• What to work on:
All lines from the one with "positive clicks: (160, 67)" to the end of the data: return those exactly, and only those.

____________

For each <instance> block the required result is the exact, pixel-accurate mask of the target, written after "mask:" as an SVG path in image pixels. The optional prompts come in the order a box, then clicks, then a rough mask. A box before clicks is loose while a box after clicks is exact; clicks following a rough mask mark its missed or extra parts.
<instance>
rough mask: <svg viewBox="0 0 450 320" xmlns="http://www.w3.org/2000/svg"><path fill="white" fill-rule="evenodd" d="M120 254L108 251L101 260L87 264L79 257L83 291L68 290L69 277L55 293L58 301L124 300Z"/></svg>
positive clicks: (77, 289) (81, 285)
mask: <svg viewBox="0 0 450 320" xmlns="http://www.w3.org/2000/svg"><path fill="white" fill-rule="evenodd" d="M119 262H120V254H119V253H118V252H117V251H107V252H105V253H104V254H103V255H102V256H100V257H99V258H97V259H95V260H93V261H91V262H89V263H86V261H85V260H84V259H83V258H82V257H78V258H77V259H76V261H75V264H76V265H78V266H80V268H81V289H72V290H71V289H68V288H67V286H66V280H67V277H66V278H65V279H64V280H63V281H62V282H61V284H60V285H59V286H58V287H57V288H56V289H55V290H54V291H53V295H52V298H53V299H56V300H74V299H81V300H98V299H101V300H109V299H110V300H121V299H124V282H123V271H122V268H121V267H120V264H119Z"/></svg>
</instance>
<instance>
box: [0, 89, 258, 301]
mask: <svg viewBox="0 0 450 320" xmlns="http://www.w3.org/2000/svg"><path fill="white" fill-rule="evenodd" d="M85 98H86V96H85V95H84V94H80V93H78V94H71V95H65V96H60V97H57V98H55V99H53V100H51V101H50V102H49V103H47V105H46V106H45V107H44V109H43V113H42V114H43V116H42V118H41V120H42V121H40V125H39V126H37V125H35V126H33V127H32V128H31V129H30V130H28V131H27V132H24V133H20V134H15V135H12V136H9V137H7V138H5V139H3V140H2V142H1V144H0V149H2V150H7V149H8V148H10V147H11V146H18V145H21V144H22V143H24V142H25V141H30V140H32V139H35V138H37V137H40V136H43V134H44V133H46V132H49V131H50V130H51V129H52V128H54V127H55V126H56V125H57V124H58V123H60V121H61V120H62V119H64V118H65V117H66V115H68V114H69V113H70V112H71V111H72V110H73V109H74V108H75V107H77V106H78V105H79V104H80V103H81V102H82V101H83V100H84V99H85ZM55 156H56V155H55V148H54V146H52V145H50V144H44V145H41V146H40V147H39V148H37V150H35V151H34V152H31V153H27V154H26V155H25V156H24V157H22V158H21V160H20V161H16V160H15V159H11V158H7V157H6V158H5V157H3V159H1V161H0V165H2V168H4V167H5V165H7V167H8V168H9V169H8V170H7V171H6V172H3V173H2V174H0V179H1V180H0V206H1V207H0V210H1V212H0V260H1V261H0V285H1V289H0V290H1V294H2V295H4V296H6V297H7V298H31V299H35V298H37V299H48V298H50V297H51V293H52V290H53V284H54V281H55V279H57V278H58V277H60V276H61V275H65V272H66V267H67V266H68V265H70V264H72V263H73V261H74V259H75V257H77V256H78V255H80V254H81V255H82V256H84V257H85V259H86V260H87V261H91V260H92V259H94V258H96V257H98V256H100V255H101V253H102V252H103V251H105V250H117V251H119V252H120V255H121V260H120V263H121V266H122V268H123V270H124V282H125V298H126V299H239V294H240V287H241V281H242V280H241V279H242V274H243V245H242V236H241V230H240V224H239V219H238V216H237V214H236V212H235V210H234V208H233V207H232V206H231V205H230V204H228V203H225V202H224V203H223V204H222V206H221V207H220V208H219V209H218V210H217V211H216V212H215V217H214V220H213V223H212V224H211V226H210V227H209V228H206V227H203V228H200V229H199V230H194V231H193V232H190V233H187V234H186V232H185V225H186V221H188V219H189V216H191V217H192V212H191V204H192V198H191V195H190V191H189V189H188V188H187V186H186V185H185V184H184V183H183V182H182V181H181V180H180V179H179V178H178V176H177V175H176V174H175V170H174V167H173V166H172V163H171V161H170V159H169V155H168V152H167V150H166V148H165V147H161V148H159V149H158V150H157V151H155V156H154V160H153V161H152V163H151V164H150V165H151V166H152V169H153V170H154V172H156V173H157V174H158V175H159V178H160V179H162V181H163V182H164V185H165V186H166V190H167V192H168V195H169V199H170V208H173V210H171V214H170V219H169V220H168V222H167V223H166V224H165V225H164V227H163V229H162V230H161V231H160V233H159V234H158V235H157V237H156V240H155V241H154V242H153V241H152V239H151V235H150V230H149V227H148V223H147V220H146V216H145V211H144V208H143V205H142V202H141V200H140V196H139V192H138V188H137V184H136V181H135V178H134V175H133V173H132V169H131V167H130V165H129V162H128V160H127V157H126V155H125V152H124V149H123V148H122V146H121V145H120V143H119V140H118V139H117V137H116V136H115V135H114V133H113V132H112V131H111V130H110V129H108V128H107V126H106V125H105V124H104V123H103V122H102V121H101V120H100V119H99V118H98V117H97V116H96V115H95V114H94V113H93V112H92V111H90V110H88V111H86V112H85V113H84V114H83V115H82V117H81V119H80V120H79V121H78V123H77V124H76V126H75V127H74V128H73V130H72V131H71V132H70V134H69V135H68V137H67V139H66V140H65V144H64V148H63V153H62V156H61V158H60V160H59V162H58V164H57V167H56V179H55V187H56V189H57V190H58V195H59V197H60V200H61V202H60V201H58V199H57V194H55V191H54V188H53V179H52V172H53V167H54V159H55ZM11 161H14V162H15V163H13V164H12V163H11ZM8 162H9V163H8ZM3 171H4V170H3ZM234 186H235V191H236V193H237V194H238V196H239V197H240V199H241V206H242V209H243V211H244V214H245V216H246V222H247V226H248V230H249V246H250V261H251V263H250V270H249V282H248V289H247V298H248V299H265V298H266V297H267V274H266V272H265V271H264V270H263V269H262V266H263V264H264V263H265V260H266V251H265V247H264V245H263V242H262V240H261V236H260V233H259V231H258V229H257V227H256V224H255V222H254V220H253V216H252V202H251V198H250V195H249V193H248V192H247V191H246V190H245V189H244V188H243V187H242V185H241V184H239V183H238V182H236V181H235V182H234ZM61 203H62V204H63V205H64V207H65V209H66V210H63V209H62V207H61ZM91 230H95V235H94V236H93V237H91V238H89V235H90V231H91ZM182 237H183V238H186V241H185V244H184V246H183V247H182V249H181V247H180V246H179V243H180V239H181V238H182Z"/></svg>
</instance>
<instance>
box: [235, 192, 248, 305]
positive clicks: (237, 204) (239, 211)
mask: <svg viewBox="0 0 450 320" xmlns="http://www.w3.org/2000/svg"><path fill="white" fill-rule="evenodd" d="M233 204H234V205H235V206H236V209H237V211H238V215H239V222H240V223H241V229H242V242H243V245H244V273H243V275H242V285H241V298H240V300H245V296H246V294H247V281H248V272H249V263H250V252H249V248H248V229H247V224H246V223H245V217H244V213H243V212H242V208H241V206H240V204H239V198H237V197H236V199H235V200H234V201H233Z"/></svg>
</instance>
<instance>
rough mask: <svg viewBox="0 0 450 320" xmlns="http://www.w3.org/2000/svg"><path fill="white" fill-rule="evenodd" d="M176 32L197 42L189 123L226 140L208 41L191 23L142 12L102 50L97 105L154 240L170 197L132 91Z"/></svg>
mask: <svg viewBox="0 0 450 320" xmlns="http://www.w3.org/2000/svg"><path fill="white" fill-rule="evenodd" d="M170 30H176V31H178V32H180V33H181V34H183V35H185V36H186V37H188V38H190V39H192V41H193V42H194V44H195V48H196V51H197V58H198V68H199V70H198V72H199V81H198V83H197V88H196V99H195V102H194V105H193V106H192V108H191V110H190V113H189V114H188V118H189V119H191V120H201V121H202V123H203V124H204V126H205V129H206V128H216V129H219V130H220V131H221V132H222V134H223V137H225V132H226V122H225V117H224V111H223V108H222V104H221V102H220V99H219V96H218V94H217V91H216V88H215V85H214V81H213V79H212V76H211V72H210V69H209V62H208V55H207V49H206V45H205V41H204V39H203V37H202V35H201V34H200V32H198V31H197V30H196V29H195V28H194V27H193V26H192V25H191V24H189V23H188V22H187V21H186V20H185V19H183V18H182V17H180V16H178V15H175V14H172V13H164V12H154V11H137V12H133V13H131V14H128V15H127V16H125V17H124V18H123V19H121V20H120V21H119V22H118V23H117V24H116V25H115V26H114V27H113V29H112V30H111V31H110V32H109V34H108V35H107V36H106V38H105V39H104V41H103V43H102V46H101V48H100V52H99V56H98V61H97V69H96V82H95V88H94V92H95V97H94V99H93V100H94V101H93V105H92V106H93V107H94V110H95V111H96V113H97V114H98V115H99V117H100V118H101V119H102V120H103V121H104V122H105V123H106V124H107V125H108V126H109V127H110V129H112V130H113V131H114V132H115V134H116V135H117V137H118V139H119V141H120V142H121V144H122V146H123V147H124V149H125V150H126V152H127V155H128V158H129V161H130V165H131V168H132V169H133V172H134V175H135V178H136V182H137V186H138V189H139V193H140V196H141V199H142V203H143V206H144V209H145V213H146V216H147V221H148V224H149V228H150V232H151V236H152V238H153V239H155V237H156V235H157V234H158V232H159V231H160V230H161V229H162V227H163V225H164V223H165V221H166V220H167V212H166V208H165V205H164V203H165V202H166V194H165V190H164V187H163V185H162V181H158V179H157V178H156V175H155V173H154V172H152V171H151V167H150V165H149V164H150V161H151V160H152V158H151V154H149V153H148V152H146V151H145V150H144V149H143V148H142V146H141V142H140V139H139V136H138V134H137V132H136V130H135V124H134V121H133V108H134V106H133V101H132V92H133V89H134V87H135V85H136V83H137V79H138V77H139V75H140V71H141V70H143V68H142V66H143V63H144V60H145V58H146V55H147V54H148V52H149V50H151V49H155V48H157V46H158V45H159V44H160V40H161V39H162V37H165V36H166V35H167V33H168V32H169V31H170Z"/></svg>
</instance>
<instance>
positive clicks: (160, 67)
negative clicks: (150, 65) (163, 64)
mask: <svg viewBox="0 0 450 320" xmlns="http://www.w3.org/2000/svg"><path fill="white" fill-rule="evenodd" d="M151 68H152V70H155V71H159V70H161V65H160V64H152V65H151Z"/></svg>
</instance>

____________

• Result for this task:
positive clicks: (160, 67)
negative clicks: (150, 65) (163, 64)
mask: <svg viewBox="0 0 450 320" xmlns="http://www.w3.org/2000/svg"><path fill="white" fill-rule="evenodd" d="M151 68H152V70H155V71H159V70H161V65H160V64H152V65H151Z"/></svg>
</instance>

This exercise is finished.